*MATERIALS PROVIDED*:

[BEGIN]

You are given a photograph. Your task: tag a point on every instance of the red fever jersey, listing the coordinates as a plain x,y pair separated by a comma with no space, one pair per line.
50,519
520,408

[END]
[BEGIN]

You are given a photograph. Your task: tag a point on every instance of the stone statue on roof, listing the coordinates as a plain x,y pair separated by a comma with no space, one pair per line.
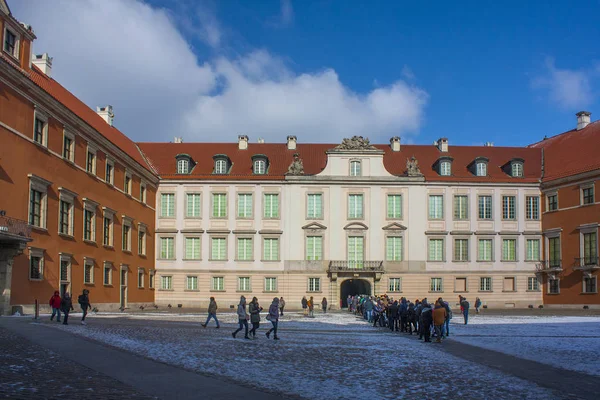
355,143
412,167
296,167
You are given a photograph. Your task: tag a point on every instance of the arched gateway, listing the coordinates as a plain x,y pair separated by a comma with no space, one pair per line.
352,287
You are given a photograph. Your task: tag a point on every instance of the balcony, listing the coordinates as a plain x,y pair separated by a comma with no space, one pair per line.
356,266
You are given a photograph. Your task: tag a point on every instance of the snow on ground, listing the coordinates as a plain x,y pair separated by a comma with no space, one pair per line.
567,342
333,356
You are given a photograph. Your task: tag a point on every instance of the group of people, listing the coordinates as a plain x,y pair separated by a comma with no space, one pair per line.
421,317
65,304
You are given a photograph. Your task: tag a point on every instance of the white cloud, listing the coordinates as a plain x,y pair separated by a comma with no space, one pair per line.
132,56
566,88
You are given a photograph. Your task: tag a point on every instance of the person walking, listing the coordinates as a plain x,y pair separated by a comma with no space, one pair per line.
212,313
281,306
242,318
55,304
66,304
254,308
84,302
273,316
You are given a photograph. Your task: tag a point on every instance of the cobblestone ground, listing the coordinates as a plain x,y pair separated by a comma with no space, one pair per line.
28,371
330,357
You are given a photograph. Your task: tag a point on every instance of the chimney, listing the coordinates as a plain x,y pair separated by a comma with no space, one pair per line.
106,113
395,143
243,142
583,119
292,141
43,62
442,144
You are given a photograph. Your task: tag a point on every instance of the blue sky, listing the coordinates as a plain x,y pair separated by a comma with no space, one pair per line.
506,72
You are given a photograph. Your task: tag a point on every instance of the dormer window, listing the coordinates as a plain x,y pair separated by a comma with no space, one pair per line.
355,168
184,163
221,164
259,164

[END]
[BEGIN]

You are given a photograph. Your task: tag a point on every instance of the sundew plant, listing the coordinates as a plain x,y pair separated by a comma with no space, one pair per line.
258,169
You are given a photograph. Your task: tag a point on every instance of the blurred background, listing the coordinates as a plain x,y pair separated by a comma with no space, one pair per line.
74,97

[END]

*YOUR GOAL*: Gather every line from the entries above that contains the word "balcony", and copy each of those lines in full.

*RIGHT ANSWER*:
You are given a photograph. Your task: tag a point on every instance of the balcony, listing the coordinates as a plain x,y pair separated by a comma with no space, one pair per line.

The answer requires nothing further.